→ Task prompt
All lines from the one including "# test: point on every instance of the white paper" to the bottom of the entries below should be repeated exactly, both ends kept.

┌────────

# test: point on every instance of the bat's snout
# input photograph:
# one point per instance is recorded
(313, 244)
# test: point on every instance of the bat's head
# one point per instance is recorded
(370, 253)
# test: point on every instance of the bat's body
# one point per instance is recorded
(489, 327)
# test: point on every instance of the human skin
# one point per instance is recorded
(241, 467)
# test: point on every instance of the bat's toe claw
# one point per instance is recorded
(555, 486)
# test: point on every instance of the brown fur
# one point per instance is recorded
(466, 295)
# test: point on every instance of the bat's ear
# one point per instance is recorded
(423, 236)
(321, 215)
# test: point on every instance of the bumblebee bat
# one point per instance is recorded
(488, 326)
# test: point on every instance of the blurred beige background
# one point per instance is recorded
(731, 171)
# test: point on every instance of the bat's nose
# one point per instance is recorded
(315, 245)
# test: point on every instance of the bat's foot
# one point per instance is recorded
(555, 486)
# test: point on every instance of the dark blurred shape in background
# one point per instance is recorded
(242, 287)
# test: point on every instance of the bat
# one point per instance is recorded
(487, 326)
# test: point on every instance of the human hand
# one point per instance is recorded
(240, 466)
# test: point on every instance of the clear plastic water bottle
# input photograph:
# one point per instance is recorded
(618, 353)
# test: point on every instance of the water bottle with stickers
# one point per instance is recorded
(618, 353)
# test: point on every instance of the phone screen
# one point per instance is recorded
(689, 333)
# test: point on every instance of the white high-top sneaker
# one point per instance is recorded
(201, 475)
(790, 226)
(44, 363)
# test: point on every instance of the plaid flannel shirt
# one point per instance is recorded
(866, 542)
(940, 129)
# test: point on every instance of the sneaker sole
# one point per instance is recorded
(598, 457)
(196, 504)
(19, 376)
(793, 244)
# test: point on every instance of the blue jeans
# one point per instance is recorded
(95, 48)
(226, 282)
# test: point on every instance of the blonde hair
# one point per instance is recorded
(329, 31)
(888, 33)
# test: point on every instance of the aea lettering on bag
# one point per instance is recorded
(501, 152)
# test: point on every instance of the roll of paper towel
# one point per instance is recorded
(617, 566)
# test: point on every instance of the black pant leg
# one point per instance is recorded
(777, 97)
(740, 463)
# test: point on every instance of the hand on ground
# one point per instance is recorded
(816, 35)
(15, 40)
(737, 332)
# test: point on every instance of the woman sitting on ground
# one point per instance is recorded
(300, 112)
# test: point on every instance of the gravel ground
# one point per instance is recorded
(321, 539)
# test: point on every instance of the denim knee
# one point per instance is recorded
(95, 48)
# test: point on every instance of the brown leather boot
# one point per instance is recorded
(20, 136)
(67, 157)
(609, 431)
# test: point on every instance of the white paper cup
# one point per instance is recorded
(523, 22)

└────────

→ Result below
# test: point on every instance of the white paper cup
# one point per instance is recorded
(523, 22)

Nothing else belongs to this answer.